• _Exercise material_
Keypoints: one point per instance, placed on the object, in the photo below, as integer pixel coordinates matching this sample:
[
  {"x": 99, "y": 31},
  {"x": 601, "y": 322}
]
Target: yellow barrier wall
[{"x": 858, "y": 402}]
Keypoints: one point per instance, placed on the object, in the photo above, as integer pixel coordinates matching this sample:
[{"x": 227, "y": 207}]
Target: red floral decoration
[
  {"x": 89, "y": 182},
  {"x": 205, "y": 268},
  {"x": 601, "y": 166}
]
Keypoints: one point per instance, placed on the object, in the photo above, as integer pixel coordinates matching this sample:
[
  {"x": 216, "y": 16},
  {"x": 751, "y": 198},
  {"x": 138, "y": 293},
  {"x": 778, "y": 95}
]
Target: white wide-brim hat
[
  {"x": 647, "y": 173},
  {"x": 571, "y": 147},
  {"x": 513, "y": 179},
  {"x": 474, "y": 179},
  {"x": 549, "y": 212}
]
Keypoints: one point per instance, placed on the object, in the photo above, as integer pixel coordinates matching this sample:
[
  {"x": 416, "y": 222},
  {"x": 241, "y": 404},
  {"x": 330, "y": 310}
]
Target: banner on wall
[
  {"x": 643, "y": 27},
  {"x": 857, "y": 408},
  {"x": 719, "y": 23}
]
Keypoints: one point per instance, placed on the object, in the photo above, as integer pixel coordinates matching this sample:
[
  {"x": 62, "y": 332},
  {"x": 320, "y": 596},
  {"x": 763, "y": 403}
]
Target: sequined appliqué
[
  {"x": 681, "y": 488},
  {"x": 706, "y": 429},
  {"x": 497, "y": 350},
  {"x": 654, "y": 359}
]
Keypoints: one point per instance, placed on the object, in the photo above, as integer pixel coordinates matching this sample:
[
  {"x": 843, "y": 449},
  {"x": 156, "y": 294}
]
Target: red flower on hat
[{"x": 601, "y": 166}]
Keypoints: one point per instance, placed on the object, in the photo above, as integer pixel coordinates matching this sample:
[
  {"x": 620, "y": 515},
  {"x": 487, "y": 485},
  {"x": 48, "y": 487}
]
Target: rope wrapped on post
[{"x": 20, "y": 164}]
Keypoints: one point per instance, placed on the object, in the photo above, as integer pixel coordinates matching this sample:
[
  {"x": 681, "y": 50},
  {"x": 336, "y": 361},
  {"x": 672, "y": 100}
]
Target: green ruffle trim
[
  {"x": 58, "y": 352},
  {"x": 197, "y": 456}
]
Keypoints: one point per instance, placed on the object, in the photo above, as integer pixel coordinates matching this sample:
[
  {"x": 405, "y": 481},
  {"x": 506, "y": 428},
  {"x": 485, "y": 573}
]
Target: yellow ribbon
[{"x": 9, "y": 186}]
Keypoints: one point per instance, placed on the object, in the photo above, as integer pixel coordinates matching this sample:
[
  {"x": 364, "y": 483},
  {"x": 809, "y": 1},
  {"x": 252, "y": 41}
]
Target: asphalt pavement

• _What is asked_
Pull out each line of the items above that contains the word "yellow", and copy those lines in full.

• _The completed task_
Target: yellow barrier wall
Target: yellow ribbon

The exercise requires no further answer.